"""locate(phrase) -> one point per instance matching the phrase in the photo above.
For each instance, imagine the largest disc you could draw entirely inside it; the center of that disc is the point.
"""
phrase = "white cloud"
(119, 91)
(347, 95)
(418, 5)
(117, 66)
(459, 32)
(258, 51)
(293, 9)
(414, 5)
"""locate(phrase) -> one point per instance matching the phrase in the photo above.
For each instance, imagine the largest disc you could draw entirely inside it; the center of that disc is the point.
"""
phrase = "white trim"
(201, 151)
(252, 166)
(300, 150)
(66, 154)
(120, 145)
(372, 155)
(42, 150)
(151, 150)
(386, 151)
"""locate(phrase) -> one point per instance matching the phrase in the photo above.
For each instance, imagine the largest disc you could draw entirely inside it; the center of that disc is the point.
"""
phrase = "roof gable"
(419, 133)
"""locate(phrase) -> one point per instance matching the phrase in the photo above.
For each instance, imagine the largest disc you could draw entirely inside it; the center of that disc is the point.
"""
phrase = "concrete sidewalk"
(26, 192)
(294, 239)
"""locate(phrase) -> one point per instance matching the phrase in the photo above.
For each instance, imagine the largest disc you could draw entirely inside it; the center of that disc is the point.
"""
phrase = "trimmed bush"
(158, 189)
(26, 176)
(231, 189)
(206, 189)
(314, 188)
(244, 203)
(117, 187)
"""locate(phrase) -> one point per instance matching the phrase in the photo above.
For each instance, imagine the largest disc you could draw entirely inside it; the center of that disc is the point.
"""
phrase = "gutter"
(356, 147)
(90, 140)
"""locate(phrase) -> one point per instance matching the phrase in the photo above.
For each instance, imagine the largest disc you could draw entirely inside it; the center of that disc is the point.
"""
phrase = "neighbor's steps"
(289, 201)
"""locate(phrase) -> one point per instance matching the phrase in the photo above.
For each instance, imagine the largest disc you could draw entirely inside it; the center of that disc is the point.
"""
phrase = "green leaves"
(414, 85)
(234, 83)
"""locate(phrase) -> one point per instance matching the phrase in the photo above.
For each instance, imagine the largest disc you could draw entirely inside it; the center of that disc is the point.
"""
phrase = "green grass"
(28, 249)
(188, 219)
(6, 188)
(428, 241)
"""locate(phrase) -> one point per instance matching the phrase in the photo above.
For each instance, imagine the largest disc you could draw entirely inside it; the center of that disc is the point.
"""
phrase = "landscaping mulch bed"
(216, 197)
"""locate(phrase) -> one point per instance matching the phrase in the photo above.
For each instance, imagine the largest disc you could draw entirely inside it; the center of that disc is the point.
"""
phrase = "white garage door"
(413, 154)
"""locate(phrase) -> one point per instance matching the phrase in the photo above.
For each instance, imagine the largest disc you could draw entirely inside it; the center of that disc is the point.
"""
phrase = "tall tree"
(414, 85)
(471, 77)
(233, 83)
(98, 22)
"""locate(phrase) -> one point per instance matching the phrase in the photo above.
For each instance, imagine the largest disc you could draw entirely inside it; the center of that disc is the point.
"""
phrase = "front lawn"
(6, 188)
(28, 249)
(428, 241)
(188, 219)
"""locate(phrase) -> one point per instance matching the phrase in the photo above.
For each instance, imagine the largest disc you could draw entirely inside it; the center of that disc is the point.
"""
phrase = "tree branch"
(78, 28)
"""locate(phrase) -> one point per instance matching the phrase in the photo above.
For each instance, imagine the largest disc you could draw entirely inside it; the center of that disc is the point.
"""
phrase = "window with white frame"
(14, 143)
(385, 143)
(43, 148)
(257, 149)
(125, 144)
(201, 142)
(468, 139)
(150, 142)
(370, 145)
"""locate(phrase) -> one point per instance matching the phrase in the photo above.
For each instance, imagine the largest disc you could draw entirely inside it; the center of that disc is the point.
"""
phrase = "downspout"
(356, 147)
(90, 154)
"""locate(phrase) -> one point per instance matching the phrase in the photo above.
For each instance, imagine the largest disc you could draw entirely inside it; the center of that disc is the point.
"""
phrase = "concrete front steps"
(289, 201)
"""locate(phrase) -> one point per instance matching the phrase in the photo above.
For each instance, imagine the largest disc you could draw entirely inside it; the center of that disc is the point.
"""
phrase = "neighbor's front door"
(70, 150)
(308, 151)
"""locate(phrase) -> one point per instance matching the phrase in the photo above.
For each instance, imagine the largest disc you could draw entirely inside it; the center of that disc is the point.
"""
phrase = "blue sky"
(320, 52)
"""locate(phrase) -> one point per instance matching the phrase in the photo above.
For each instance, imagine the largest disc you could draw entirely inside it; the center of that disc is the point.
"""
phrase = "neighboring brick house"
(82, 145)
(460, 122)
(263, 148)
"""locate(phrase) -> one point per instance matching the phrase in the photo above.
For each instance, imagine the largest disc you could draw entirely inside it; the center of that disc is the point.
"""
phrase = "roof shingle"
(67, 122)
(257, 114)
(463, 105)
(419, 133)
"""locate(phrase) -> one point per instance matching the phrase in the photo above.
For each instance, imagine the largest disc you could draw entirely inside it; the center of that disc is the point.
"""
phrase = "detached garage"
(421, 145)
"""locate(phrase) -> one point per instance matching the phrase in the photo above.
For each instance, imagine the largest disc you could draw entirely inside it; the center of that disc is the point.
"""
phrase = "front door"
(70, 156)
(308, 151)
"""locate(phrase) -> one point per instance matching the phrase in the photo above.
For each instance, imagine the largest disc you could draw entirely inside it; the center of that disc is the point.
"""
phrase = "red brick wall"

● **THE REQUEST**: Count the lines of the data above that include the string "brick", and reply with that number alone.

● **ANSWER TO THE TASK**: 2